## [Requirement]
Output every line below without omitting or altering anything.

■ ■ ■ ■ ■

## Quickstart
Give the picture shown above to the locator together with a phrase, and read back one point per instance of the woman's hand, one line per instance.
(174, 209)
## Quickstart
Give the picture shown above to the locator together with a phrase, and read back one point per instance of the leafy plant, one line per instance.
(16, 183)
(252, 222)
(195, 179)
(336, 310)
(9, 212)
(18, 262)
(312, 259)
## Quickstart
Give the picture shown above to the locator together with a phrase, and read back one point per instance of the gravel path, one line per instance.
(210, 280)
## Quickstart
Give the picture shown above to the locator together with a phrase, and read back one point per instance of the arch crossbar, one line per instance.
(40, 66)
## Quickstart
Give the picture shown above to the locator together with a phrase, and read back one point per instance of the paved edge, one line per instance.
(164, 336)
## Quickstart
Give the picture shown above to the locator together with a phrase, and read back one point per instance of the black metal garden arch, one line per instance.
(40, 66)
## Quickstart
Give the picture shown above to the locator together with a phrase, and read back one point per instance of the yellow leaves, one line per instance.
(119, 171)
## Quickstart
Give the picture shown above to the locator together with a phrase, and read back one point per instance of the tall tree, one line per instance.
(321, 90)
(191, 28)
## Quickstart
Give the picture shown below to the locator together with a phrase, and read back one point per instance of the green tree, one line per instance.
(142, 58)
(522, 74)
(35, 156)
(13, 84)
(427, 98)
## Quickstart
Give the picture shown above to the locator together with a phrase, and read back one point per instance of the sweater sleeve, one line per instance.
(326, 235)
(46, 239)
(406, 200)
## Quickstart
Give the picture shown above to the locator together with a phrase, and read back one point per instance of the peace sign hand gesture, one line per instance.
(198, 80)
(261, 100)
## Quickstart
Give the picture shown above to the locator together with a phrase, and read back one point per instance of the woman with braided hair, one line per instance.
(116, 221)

■ ■ ■ ■ ■

## [Answer in full]
## Quickstart
Give the picture shown above to the locator together with a phrase, and read back one point per instance of the woman's hand, one line per instance.
(174, 209)
## Quickstart
Give the picture shown above to the locator together with a phrase, and read back one point per instance of the leafy plant, one line per instance.
(16, 183)
(252, 222)
(195, 179)
(336, 310)
(9, 212)
(18, 262)
(312, 259)
## Quickstart
Give the picture shown above to the locator together with a phrase, and read back one point per instance of the gravel path, one line per instance.
(210, 280)
## Quickstart
Give the picture shown above to the locator together with a phrase, and read back one point per instance of the arch crossbar, one line per instance.
(40, 66)
## Quickstart
Give the picture shown above to the locator together with a phrase, and read back one point per instance of the paved edge, one line per instance.
(164, 336)
## Quickstart
Give the picture shown above to the locator together with a phrase, and read back one point per instance of the black metal garden arch, one line per instance.
(40, 66)
## Quickstart
Give the picture shown above to the locator together with a phrase, and read back one point per instance of the yellow leaves, one line per instance.
(119, 171)
## Quickstart
Give the picture shown above to the locator together with a phrase, and read back one point per instance of the tall tree, one line per instance.
(321, 90)
(191, 28)
## Quickstart
Give the picture shown below to the locator together with a phrase, and read back one point per instance of the green tree, one line per instance.
(142, 58)
(522, 74)
(35, 156)
(13, 84)
(427, 98)
## Quickstart
Give the picture shown above to the locator together with a phrase, and read back one point per instance of the sweater sleeve, one line per instance.
(326, 235)
(46, 239)
(406, 200)
## Quickstart
Give the picture shown above to the locator together with a phrase, and read back one point per instance of the peace sign hand gesture, one line per instance.
(198, 80)
(261, 100)
## Quickstart
Give the picture shown above to the locator together with a phrase, and read back one point per instance of the woman with braided hair, one line per instance.
(116, 221)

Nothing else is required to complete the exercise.